PROBLEM TO WORK ON.
I would like you to print all the records below exactly as they are.

══ DATA SHOWN

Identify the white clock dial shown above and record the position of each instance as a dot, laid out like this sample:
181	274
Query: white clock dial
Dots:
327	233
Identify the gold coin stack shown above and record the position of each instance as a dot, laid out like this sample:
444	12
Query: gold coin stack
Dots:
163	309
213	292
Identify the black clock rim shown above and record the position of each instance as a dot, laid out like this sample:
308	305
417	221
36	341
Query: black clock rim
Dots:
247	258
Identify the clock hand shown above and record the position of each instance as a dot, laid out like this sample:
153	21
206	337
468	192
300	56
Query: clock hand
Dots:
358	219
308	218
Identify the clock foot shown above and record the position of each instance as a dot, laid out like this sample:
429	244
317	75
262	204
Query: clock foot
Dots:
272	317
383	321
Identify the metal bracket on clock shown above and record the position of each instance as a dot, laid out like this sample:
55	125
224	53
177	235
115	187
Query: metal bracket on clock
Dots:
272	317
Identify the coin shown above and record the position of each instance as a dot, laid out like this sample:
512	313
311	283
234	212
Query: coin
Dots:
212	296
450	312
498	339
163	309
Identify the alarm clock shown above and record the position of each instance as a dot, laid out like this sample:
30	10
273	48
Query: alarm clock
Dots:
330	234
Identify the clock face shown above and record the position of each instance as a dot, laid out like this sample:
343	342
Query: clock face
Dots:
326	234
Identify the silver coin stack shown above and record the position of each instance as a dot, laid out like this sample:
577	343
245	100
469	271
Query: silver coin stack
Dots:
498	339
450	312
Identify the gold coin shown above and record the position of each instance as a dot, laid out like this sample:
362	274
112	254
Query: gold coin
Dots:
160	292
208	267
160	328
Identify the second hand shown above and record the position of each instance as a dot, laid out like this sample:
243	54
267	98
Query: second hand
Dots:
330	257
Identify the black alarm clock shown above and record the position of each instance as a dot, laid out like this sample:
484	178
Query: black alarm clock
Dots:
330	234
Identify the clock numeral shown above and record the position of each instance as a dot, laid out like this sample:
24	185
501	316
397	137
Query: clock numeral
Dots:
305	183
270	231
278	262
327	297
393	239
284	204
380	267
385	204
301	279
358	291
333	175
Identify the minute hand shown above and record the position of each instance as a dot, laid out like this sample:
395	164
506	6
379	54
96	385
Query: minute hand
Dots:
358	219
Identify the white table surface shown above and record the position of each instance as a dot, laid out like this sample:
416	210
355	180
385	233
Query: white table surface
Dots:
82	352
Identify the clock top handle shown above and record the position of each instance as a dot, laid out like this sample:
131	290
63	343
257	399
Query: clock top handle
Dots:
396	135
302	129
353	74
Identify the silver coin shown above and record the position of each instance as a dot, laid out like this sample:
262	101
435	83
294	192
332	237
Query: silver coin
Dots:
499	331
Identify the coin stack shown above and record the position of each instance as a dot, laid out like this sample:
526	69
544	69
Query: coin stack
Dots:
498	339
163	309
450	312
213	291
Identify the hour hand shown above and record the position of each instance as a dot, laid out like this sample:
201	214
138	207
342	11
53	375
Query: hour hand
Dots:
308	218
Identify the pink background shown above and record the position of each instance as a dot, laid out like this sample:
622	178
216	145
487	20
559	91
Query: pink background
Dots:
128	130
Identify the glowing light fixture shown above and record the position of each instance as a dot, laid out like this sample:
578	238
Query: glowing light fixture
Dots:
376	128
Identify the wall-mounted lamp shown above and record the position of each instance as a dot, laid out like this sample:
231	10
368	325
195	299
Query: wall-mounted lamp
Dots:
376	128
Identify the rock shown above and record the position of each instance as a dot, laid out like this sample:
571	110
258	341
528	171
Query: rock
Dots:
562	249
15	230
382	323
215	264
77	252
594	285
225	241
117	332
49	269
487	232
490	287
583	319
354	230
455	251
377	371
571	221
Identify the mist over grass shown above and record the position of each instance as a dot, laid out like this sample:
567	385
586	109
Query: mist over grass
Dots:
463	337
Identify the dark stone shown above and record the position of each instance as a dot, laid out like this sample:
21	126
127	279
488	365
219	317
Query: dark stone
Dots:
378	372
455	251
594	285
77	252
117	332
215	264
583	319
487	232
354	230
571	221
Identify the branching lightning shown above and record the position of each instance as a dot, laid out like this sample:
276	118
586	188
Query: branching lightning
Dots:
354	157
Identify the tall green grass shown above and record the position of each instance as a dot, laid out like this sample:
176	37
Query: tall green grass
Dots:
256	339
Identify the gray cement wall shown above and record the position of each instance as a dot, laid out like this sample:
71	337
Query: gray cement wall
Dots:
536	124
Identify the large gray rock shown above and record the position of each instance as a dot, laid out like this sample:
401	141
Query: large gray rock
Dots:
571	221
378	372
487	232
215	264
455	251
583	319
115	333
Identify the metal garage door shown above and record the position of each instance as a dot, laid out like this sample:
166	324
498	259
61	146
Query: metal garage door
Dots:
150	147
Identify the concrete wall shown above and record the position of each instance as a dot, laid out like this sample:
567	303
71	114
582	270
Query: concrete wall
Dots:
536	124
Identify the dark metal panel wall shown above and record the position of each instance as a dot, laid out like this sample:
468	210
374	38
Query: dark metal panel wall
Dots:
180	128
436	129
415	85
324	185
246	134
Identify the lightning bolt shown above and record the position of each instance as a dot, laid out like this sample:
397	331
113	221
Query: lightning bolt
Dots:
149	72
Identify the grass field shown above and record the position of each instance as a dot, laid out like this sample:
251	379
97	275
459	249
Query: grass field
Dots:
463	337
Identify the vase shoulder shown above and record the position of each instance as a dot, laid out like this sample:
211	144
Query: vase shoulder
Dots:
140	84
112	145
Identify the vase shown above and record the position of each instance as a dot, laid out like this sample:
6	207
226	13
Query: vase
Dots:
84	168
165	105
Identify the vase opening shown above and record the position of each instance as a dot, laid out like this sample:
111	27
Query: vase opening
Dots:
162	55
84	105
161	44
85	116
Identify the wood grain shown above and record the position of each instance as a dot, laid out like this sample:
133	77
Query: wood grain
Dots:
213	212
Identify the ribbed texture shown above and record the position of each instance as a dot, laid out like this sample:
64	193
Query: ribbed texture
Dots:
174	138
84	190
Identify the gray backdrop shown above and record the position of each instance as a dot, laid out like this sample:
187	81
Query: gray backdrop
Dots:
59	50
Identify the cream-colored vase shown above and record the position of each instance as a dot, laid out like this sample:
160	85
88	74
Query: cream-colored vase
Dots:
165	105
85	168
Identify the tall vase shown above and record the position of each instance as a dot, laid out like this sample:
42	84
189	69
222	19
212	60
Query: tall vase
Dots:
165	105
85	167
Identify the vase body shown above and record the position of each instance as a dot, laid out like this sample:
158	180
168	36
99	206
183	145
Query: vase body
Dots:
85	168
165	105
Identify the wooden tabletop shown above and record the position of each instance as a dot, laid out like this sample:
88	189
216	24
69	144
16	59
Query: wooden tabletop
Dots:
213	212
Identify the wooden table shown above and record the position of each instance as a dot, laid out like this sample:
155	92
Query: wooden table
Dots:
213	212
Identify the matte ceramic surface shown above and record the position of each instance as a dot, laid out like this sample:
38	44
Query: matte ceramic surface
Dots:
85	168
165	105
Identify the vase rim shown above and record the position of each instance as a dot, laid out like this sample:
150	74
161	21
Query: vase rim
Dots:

════

ANSWER TO THE EXERCISE.
Identify the white clock dial shown above and record the position of each instance as a dot, laid out like this sample:
181	274
Query: white clock dial
Dots:
327	233
Identify the gold coin stack shown above and record the position of each instance as a dot, laid out like this sample:
444	12
Query: gold coin stack
Dots:
163	309
213	292
Identify the black clock rim shown above and record the position of each instance as a dot, laid out like this sample:
308	305
417	221
36	341
Query: black clock rim
Dots:
247	258
Identify the clock hand shown above and record the position of each instance as a dot, laid out like this sample:
153	21
206	337
468	192
300	56
Query: clock hand
Dots:
358	219
308	218
Identify the clock foot shown above and record the position of each instance as a dot, laid out like this sample:
429	244
317	75
262	204
Query: clock foot
Dots:
272	317
383	321
Identify the metal bracket on clock shown above and record the position of each instance as a dot, laid out like this sample:
55	125
224	53
177	235
115	187
Query: metal bracket on clock
Dots:
272	317
Identify the coin shown above and record the position of each instance as a dot, laid out like this sample:
512	313
311	283
234	212
Query: coin
Dots:
212	296
450	312
498	339
163	309
Identify the alarm clock shown above and record the position of each instance as a dot, laid out like this sample:
30	10
273	48
Query: alarm clock
Dots:
330	234
Identify the clock face shown above and record the position of each instance as a dot, laid out like this sample:
343	342
Query: clock face
Dots:
326	234
Identify the silver coin stack shown above and record the position of each instance as a dot, laid out like this sample:
577	343
245	100
469	271
Query: silver coin stack
Dots:
498	339
450	312
Identify the gold coin shown above and record the position of each instance as a dot, laid out like this sample:
362	274
112	254
Query: gold coin
Dots:
160	292
208	267
160	328
Identify the second hand shown above and record the position of each instance as a dot, laid out like this sample:
243	54
267	98
Query: second hand
Dots:
330	257
Identify the black alarm clock shown above and record the position of each instance as a dot, laid out like this sample:
484	178
Query: black alarm clock
Dots:
330	234
Identify the clock numeral shown above and record the position of each instance as a dot, laid out like this sample:
24	185
501	316
397	137
Query: clock numeral
Dots:
305	183
270	231
278	262
327	297
393	239
284	204
380	267
385	204
301	279
358	291
333	175
Identify the minute hand shown above and record the position of each instance as a dot, laid out like this sample:
395	164
506	6
379	54
96	385
Query: minute hand
Dots:
358	219
Identify the white table surface shown above and record the position of each instance as a dot, laid out like this sample:
416	210
355	180
385	233
Query: white table surface
Dots:
82	352
Identify the clock top handle shown above and record the position of each instance as a dot, laid out like this sample:
131	290
63	343
257	399
Query: clock top handle
Dots:
396	135
302	129
353	74
Identify the silver coin shown above and record the position of each instance as a dot, laid out like this sample:
262	101
435	83
294	192
332	237
Query: silver coin
Dots:
499	331
Identify the coin stack shown above and record the position of each instance as a dot, laid out like this sample:
526	69
544	69
Query: coin stack
Dots:
498	339
163	309
450	312
213	291
Identify the hour hand shown above and record the position of each instance as a dot, laid out like this sample:
201	214
138	207
342	11
53	375
Query: hour hand
Dots:
308	218
Identify the pink background shown above and record the position of each instance as a dot, laid out like this sample:
622	178
216	145
487	20
559	91
Query: pink background
Dots:
128	130
Identify the glowing light fixture shown above and record the position of each instance as a dot, laid out like this sample:
578	238
Query: glowing light fixture
Dots:
376	128
Identify the wall-mounted lamp shown above and record the position of each instance as a dot, laid out like this sample:
231	10
368	325
195	299
Query: wall-mounted lamp
Dots:
376	128
Identify the rock shown above and record the position of each instance as a dot, laid out like this sample:
571	110
258	341
528	171
Query: rock
Dots:
562	249
15	230
382	323
215	264
77	252
594	285
225	241
117	332
49	269
487	232
490	287
583	319
354	230
455	251
377	371
571	221
Identify the mist over grass shown above and record the position of each instance as a dot, laid out like this sample:
567	385
586	109
Query: mist over grass
Dots:
463	337
Identify the dark stone shown above and record the position of each instance as a dot, laid out like this sample:
21	126
127	279
488	365
219	317
Query: dark stone
Dots:
378	372
455	251
594	285
77	252
117	332
215	264
583	319
487	232
354	230
571	221
Identify the branching lightning shown above and record the position of each instance as a dot, laid out like this sample:
276	118
586	188
Query: branching lightning
Dots:
354	157
Identify the tall green grass shown above and record the position of each instance as a dot, laid out like this sample:
176	37
Query: tall green grass
Dots:
256	339
Identify the gray cement wall shown above and record the position of each instance as a dot, laid out like this sample:
71	337
Query: gray cement wall
Dots:
536	124
Identify the large gray rock shown above and record the position of each instance as a dot, laid out like this sample:
401	141
Query: large gray rock
Dots:
571	221
378	372
487	232
215	264
455	251
583	319
115	333
Identify the metal garage door shown above and record the position of each instance as a dot, laid out like this sample:
166	324
498	259
61	146
Query: metal garage door
Dots:
150	147
Identify the concrete wall shown above and record the position of each instance as a dot, laid out like this sample:
567	303
71	114
582	270
Query: concrete wall
Dots:
536	124
Identify the dark metal panel wall shown above and record the position of each instance as a dot, laid out like this sample:
468	210
374	38
Query: dark metal panel wall
Dots:
180	128
436	129
415	85
324	185
246	134
Identify the lightning bolt shown above and record the position of each instance as a dot, laid out like this sample:
397	331
113	221
Query: lightning bolt
Dots:
149	72
Identify the grass field shown above and record the position of each instance as a dot, laid out like this sample:
251	379
97	275
459	249
Query: grass field
Dots:
463	337
Identify the vase shoulder shown above and record the position of each instance as a dot, laid out like this sample:
211	144
Query: vase shoulder
Dots:
140	84
112	145
Identify the vase shown above and record the position of each instance as a dot, laid out like this sample:
6	207
226	13
Query: vase
Dots:
84	168
165	105
Identify the vase opening shown above and record the position of each instance as a dot, laid out like this sample:
111	27
Query: vase opening
Dots:
162	55
84	105
161	44
85	116
Identify the wood grain shown above and record the position of each instance as a dot, laid out like this sample:
133	77
Query: wood grain
Dots:
213	212
Identify the ribbed texture shown above and record the position of each instance as a dot, laid out like this sample:
64	193
Query: ribbed texture
Dots:
174	138
84	190
Identify the gray backdrop shown above and record the position of each instance as a dot, laid out like this sample:
187	81
Query: gray backdrop
Dots:
59	50
Identify the cream-colored vase shown above and record the position of each instance as a dot, laid out like this sample:
160	85
88	74
Query: cream-colored vase
Dots:
165	105
85	168
Identify the tall vase shown above and record the position of each instance as a dot, laid out like this sample:
42	84
189	69
222	19
212	60
Query: tall vase
Dots:
165	105
85	167
Identify the vase body shown above and record the position of each instance as a dot, laid out like this sample:
158	180
168	36
99	206
183	145
Query: vase body
Dots:
85	168
165	105
Identify the wooden tabletop shown above and record the position of each instance as a dot, laid out like this sample:
88	189
216	24
69	144
16	59
Query: wooden tabletop
Dots:
213	212
Identify the wooden table shown above and record the position of each instance as a dot, laid out like this sample:
155	92
Query: wooden table
Dots:
213	212
Identify the matte ceramic surface shown above and record the position of each instance as a dot, laid out like this sample:
38	44
Query: matte ceramic surface
Dots:
85	168
165	105
Identify the vase rim shown above and record the position of each instance as a dot, laid out like this sample:
150	74
161	21
Query: vase rim
Dots:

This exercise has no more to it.